== Study material
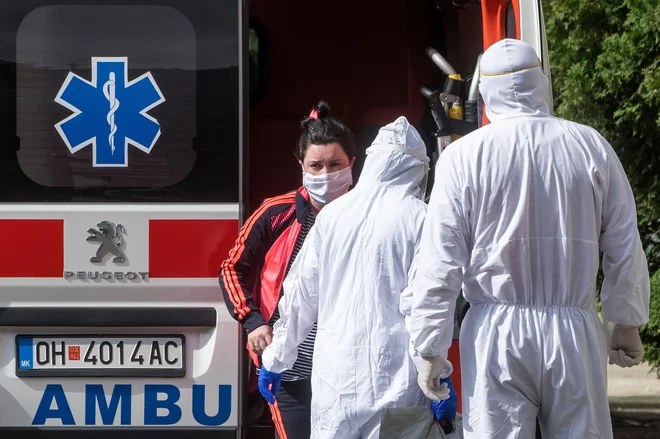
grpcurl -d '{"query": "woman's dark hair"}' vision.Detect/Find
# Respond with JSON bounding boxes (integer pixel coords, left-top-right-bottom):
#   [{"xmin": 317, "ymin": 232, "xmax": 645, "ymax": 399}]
[{"xmin": 295, "ymin": 100, "xmax": 357, "ymax": 161}]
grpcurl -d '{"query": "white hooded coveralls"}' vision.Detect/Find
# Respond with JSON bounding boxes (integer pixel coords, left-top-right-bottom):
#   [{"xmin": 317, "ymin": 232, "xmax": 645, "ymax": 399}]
[
  {"xmin": 261, "ymin": 117, "xmax": 430, "ymax": 439},
  {"xmin": 408, "ymin": 39, "xmax": 650, "ymax": 439}
]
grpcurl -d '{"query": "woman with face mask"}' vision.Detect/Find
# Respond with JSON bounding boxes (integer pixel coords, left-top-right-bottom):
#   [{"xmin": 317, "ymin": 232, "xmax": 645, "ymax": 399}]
[{"xmin": 219, "ymin": 100, "xmax": 356, "ymax": 439}]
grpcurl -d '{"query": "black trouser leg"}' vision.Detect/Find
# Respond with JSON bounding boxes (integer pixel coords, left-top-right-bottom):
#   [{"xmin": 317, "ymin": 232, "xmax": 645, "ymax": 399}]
[{"xmin": 269, "ymin": 379, "xmax": 312, "ymax": 439}]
====
What to produce. Please retype the whole of the data precisely, omitting pictures.

Expected answer.
grpcurl -d '{"query": "woman's dark hair"}' vision.Detect/Find
# Respond with JSON bounding boxes (integer pixel coords, left-top-right-bottom):
#   [{"xmin": 317, "ymin": 232, "xmax": 645, "ymax": 399}]
[{"xmin": 295, "ymin": 100, "xmax": 357, "ymax": 161}]
grpcurl -d '{"query": "white hooded coveralls"}' vision.Detect/Find
# Respond with JSON bounding boxes (integer pixel coords, left-top-right-bottom):
#   [{"xmin": 317, "ymin": 232, "xmax": 645, "ymax": 399}]
[
  {"xmin": 261, "ymin": 117, "xmax": 430, "ymax": 439},
  {"xmin": 408, "ymin": 39, "xmax": 650, "ymax": 439}
]
grpcurl -d '{"query": "woman with face mask"}' vision.Detect/Find
# Respond with JSON bounding boxes (integer pixel coords, left-top-right-bottom):
#   [{"xmin": 317, "ymin": 232, "xmax": 645, "ymax": 399}]
[{"xmin": 219, "ymin": 100, "xmax": 356, "ymax": 439}]
grpcurl -d '{"query": "black trouser leg"}' vision.Detect/Find
# Respond with JSON bounding boxes (integer pixel coords, left-top-right-bottom):
#   [{"xmin": 317, "ymin": 232, "xmax": 645, "ymax": 399}]
[{"xmin": 269, "ymin": 379, "xmax": 312, "ymax": 439}]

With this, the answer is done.